What you have to do: Output the material word for word. Leave each picture out.

Rows:
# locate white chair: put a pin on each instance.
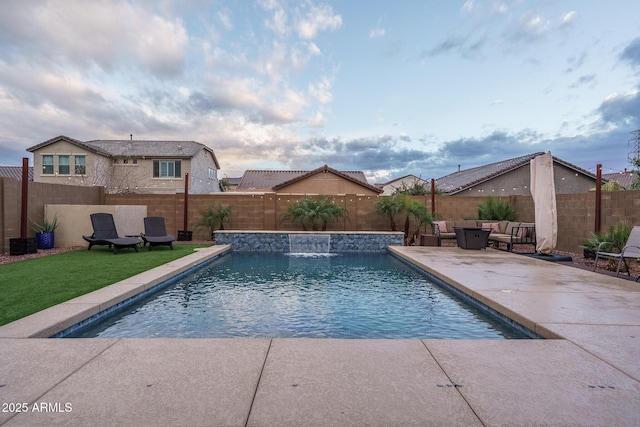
(631, 250)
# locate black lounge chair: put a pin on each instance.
(155, 232)
(105, 233)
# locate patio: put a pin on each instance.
(586, 373)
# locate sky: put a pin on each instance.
(390, 88)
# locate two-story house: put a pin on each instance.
(127, 166)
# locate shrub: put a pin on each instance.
(494, 208)
(214, 216)
(314, 212)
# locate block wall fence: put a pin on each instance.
(576, 212)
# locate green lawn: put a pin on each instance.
(33, 285)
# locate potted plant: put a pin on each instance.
(45, 233)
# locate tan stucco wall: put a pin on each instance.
(74, 221)
(200, 183)
(97, 167)
(406, 182)
(326, 183)
(126, 177)
(517, 182)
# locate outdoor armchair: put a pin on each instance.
(155, 232)
(631, 250)
(105, 233)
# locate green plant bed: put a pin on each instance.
(29, 286)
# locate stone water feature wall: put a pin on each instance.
(274, 241)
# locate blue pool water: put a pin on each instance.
(281, 295)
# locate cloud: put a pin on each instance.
(318, 18)
(225, 20)
(631, 53)
(466, 46)
(56, 35)
(576, 62)
(585, 80)
(621, 110)
(377, 32)
(568, 17)
(530, 27)
(321, 90)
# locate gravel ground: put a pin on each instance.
(578, 260)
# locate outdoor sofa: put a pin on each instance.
(507, 233)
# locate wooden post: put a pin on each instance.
(598, 197)
(186, 202)
(433, 196)
(25, 198)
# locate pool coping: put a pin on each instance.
(589, 375)
(58, 318)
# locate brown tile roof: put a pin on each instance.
(135, 148)
(269, 180)
(625, 179)
(15, 172)
(462, 180)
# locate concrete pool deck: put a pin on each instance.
(587, 374)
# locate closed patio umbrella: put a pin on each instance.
(543, 191)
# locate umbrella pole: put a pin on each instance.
(598, 197)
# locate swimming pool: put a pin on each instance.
(270, 295)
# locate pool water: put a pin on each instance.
(281, 295)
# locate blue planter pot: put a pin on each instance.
(45, 240)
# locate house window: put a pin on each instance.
(80, 165)
(47, 164)
(63, 165)
(166, 169)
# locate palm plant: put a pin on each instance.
(314, 212)
(421, 215)
(214, 216)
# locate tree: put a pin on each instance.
(634, 159)
(314, 212)
(389, 207)
(403, 204)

Task output:
# locate white chair: put a pin on each instance.
(631, 250)
# locate black lounge chair: put a pin on each instance.
(155, 232)
(105, 233)
# locate patio: put a pin on each instance.
(586, 373)
# locate sky: put a pin on each instance.
(390, 88)
# locate two-story house: put a pin on each instance.
(127, 166)
# locate shrub: put a pin on each instance.
(494, 208)
(214, 216)
(314, 212)
# locate block wall fence: put a pin on each instance.
(576, 212)
# locate green lawn: put a pin on each instance.
(33, 285)
# locate potted plant: put a pin on each instance.
(45, 233)
# locate tan stucco wall: put a pin on each instance.
(74, 221)
(200, 183)
(97, 167)
(406, 182)
(326, 183)
(126, 177)
(517, 182)
# locate outdoor armchair: put a pin on each instance.
(155, 232)
(631, 250)
(105, 233)
# locate green plant bed: put a pin on each instance.
(29, 286)
# locate stone water feature wall: put a pin on each instance.
(274, 241)
# locate blue pool water: put a pin on each instance.
(281, 295)
# locate cloud: put a pin on each instance.
(318, 18)
(225, 20)
(631, 53)
(466, 46)
(56, 35)
(576, 62)
(585, 80)
(621, 110)
(377, 32)
(568, 17)
(530, 27)
(321, 90)
# locate gravel ground: put a pin on each instance.
(578, 260)
# locate outdoor sofa: put a pin on each instance.
(507, 233)
# locate wooden post: put a pin on each instance.
(598, 197)
(186, 202)
(433, 196)
(25, 198)
# locate pool coping: put a pin on each instance.
(589, 375)
(58, 318)
# locate brown tile roof: put a pin on each instance.
(135, 148)
(269, 180)
(625, 179)
(15, 172)
(462, 180)
# locate concrete pool deck: put a pin on each instance.
(587, 374)
# locate closed patio umbrella: put a pin on each instance.
(543, 191)
# locate umbrella pole: put a pin on each instance.
(598, 197)
# locate swimming pool: put a pin on each instance.
(270, 295)
# locate pool water: put a pin on each instance.
(281, 295)
# locate blue planter pot: put a pin on each instance.
(45, 240)
# locate house window: put a pin on each instance.
(80, 165)
(47, 164)
(63, 165)
(166, 169)
# locate palm plant: put a pin on each instance.
(314, 212)
(421, 215)
(214, 216)
# locate tree: put a pin on each instance.
(634, 159)
(314, 212)
(389, 207)
(403, 204)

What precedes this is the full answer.